- [Given text]:
──────────
Documents transcribed by Whitman discovered
Baku, April 16 (AZERTAC). A University of Nebraska-Lincoln scholar`s recent discovery of federal documents penned by Walt Whitman may shed new light on the poet`s post-Civil War work.
The documents were unveiled by the National Archives on Tuesday in a Washington, D.C., event marking the 150th anniversary of the Battle of Fort Sumter - the start of the American Civil War.
UNL professor Kenneth Price, a nationally recognized Whitman scholar, spent two years leafing through the national archives looking for documents in Whitman`s handwriting. Eventually, he found almost 3,000 pages.
"I had a hunch there might be three, four, maybe five documents still there," he said, recalling the day in 2008 that he found the first paper.
"I looked through hundreds of pages without finding anything and was starting to get bleary-eyed. Then, there it was, a page entirely in Whitman`s handwriting. Then a few others. Then a whole string of them, all in Whitman`s hand."
The documents were not actually authored by Whitman, who worked as a scribe for the U.S. attorney general from 1865 to 1873. In the era before typewriters and copy machines, Whitman`s job was to hand copy letters written by federal officials to create an official record of correspondence. The letters were stored in massive, 900-page bound letter books at an archives site in College Park, Md.
Price believes Whitman`s clerical work shaped much of his writing, particularly "Democratic Vistas," his 1871 analysis of American democracy, arguably his greatest prose work.
"This was an age of high hopes but also big problems, and Walt Whitman was there in the thick of it," said Price, who is UNL`s Hillegass University Professor of American Literature. "He was not a passive observer; he was participating, on a daily basis, in issues that were shaping what the nation would be like after the war."
Another renowned Whitman scholar, Ed Folsom of the University of Iowa, described Price`s discovery as "a stunning find."
Folsom, Iowa`s Carver Professor of English, co-edits an online archive of Whitman material with Price. The Whitman letters will be published there, with about 2,000 pages to be publicly available by September.
For years, Folsom said, scholars had suspected such documents might be buried in government archives, but no one had found them. No one expected the wealth of information Price turned up.
The discovery will "revolutionize our understanding of Whitman during the explosive Reconstruction years, since we will be able to track, on a virtually daily basis, just what social and political issues he was thinking about and working on," Folsom said.
Price, who earned his doctoral degree from the University of Chicago, has studied Whitman for 30 years. He said he became captivated by Whitman`s life of public service as much as his poetry.
Although he was not officially a nurse, Whitman visited thousands of wounded soldiers during the Civil War. Several credited him with saving their lives.
Whitman often wrote letters home on behalf of soldiers, which Price described as another instance where Whitman`s own work was influenced by assuming the personas of others.
──────────
- [Entries provided]:

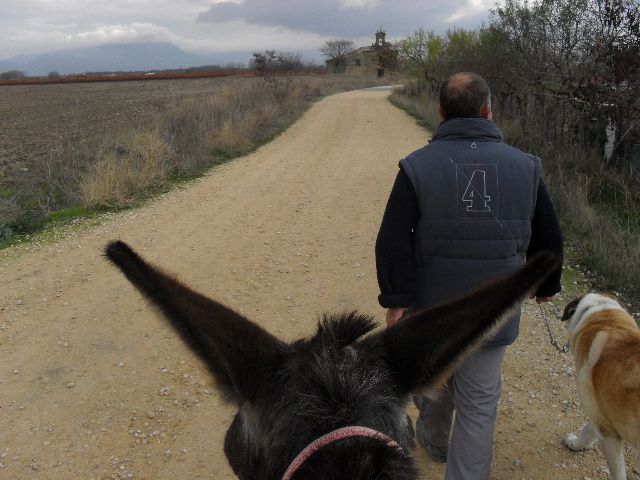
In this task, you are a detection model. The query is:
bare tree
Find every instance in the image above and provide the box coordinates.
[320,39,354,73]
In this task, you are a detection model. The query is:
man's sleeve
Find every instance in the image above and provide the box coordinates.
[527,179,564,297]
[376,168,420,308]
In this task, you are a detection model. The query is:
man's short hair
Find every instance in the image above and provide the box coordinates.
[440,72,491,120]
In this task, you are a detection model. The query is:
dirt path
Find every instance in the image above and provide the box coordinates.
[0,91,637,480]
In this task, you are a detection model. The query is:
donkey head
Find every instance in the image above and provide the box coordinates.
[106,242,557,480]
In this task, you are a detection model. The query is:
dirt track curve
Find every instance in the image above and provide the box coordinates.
──────────
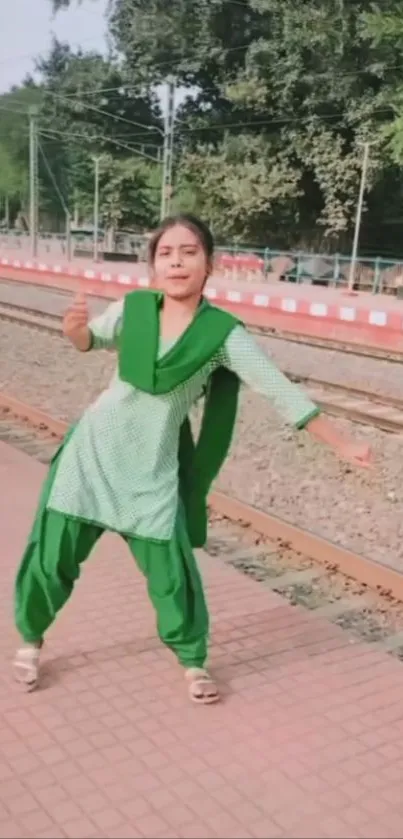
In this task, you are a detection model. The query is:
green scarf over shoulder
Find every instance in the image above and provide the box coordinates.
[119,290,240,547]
──────────
- [Work request]:
Update the Whitman documents article from "UNL professor Kenneth" up to and including "the first paper.", replacing "hunch" with "feeling".

- [Expected output]:
UNL professor Kenneth Price, a nationally recognized Whitman scholar, spent two years leafing through the national archives looking for documents in Whitman`s handwriting. Eventually, he found almost 3,000 pages.
"I had a feeling there might be three, four, maybe five documents still there," he said, recalling the day in 2008 that he found the first paper.